▶ GIVEN PASSAGE
# # # #
Insights / Biosecurity
Downtime is disease control, not a delay

The empty days between flocks feel like lost money. They are the cheapest disease control you will ever buy, and the first thing a farm under pressure cuts.
On a busy farm the temptation is always the same. Chicks are available, the shed is washed, the market is good, so why wait. The answer is that a shed is not clean because it looks clean. Downtime is the period that lets the cleaning actually work and breaks the chain between one flock's infection and the next.
What downtime is actually doing
Two things. First, it gives disinfectant and drying time to finish the job that washing started; most pathogens do not survive long on a genuinely dry, treated surface, but they need time and dryness to die. Second, it starves anything that survived, because with no birds in the house there is no host to multiply in, and the surviving populations fall on their own.
Cut the gap short and you hand the new flock a house that is still carrying a share of the last flock's challenge. The birds are naive, day-old, and they meet a seasoned infection on day one. That is how a farm ends up treating the same disease flock after flock and blaming the vaccine.
A shed is not clean because it looks clean. Downtime is the difference between washing a house and disinfecting one.
How long, and measured from when
Fourteen days, empty, is the working target for a controlled broiler shed, and it is counted from the end of cleaning and disinfection, not from the day the birds left. The days spent washing do not count as downtime; the clock starts when the house is clean, dry and closed.
# # # #
▶ RECORDS SHOWN
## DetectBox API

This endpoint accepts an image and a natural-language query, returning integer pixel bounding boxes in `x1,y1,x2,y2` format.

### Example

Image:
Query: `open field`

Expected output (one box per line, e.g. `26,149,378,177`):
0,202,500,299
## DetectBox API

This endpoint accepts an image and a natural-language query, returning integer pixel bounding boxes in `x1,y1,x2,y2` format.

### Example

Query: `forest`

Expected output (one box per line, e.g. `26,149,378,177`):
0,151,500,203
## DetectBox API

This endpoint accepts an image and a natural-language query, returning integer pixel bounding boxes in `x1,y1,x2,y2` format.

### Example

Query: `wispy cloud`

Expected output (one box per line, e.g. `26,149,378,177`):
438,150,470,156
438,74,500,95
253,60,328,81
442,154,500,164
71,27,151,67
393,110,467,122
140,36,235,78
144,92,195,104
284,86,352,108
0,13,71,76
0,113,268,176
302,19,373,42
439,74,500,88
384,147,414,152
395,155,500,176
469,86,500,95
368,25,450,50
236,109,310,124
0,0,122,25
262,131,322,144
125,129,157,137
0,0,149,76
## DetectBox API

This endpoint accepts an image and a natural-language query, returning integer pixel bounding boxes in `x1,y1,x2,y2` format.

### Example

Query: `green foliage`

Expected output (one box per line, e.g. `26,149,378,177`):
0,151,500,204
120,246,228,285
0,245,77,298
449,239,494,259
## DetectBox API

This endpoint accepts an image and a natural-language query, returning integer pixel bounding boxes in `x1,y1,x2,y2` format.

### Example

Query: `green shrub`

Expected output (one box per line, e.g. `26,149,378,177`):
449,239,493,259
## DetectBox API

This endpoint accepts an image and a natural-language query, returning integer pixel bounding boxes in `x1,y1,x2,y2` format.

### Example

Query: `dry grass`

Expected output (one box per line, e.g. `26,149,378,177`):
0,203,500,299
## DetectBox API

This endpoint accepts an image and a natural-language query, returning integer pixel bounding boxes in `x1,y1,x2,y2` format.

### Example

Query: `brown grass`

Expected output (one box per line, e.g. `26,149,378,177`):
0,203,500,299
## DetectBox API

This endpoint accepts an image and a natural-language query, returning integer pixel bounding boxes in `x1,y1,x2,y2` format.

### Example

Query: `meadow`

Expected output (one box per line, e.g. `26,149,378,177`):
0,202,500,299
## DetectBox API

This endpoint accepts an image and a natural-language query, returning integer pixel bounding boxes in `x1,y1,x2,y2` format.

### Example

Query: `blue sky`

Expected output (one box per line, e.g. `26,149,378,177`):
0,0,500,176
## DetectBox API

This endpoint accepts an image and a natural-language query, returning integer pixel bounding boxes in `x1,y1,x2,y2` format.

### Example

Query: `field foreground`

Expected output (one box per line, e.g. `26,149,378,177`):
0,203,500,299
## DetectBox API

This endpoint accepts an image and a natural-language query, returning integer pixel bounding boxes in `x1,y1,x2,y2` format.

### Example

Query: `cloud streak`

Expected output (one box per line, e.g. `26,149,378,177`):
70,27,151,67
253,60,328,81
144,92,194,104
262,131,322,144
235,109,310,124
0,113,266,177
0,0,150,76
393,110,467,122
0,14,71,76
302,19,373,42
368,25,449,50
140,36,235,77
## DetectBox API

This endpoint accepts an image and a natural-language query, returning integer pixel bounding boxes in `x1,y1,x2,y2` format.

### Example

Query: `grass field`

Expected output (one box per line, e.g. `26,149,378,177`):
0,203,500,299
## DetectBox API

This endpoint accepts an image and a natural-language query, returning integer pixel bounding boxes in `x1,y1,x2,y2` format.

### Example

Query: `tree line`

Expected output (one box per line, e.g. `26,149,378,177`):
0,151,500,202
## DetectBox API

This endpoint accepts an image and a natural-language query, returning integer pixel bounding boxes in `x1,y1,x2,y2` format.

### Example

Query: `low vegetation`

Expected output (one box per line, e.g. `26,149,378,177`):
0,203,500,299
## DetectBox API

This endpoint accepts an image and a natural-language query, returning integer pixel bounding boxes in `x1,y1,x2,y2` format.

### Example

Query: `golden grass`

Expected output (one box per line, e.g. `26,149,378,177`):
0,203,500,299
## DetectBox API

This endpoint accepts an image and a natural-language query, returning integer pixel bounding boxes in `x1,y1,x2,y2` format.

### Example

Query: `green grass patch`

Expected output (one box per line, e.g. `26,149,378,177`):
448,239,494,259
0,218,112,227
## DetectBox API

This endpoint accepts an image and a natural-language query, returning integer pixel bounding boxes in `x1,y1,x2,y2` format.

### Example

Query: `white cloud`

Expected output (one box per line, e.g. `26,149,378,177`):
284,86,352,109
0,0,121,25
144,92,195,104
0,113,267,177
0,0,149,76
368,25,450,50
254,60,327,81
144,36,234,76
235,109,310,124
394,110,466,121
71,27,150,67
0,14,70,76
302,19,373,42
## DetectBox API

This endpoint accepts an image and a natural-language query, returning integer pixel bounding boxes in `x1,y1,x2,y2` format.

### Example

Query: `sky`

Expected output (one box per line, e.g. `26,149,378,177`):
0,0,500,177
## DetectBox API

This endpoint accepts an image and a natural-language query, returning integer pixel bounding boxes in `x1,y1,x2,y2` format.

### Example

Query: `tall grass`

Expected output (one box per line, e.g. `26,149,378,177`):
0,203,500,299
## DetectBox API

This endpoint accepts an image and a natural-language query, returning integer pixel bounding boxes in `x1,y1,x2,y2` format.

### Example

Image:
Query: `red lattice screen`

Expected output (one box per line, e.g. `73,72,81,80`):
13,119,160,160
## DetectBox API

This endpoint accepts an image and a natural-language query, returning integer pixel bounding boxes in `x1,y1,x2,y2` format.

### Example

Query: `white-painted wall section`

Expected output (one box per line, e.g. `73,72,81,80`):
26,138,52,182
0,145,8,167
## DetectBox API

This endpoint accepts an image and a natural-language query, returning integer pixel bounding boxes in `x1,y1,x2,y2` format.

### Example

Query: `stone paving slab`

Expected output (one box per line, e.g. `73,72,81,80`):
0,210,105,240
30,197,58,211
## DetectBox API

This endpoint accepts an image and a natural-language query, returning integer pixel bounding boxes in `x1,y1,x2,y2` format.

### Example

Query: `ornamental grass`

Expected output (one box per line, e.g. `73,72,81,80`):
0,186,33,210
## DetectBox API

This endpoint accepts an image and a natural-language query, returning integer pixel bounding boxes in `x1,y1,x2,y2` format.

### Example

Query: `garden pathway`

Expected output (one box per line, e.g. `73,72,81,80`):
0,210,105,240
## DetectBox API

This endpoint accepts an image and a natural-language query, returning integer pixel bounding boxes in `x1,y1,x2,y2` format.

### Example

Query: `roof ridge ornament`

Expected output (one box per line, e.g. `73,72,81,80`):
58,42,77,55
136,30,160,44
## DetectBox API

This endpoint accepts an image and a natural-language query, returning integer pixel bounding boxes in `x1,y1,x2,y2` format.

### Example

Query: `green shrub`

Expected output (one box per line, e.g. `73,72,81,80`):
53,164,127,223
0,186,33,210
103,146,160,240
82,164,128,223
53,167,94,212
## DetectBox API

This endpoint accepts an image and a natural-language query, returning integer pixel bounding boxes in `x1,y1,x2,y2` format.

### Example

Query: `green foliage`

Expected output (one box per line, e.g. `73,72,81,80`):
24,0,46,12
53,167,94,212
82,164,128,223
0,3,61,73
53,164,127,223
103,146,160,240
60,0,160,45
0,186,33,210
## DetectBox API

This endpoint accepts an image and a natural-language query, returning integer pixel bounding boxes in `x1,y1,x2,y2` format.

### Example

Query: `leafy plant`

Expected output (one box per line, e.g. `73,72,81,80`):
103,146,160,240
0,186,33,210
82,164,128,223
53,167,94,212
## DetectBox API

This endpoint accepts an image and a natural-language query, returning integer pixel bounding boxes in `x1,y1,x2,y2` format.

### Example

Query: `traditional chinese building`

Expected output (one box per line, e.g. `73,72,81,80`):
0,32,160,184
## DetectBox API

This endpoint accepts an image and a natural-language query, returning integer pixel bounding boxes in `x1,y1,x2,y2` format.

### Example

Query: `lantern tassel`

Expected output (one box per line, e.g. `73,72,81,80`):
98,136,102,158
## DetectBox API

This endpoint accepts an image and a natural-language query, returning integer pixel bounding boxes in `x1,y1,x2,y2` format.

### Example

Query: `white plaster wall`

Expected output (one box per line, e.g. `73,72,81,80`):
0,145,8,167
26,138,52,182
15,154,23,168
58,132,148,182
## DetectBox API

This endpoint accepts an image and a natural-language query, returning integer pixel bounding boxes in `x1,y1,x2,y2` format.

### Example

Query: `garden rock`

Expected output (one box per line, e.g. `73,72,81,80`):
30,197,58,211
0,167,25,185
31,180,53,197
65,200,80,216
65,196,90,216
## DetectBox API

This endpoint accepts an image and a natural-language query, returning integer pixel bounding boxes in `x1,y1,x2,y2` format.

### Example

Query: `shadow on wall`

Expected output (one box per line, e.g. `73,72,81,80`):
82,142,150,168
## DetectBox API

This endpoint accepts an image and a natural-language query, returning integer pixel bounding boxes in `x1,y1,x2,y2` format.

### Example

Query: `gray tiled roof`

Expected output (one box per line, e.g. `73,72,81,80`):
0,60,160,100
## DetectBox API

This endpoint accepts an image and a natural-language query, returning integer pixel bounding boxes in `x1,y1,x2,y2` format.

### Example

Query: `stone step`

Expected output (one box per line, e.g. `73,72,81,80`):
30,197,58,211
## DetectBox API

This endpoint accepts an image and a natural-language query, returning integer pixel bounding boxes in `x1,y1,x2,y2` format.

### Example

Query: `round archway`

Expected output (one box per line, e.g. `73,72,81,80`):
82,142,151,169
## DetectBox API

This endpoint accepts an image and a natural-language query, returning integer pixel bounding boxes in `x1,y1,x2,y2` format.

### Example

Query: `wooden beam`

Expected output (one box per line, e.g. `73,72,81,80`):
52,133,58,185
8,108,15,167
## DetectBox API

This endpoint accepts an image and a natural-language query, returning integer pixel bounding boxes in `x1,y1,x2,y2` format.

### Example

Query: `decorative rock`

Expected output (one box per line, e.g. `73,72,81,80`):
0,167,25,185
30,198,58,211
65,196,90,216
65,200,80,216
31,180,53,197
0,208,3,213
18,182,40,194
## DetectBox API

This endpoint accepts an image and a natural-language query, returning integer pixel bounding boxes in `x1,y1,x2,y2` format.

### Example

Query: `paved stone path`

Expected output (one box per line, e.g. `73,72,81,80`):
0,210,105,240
# # # #
▶ DIRECTIONS
1: In the passage on shed downtime, from what point are the fourteen days of downtime counted?
2: Proceed with the passage on shed downtime, picking up after its final sentence.
The rows above stand apart from the passage on shed downtime.

▶ ANSWERS TO EACH TASK
1: From the end of cleaning and disinfection, not from the day the birds left.

2:
The most common mistake is to count the wash-out days as part of the two weeks. A house washed over three days and re-stocked eleven days later has had eleven days of downtime, not fourteen, and often the surfaces were still damp for the first few of those.
When you cannot get the full window
Sometimes the schedule genuinely will not allow it. Then downtime becomes a risk you manage rather than a rule you keep. Push the cleaning and disinfection harder, verify it with swabs rather than assume it, pay closer attention to the water lines, and watch the early mortality on the next flock like a hawk, because a shortened gap shows up there first.
Treat the empty shed as part of the flock cycle, not a delay before it. The farms that hold their downtime are the ones that stop treating the same infection twice, and that saving pays for the wait several times over.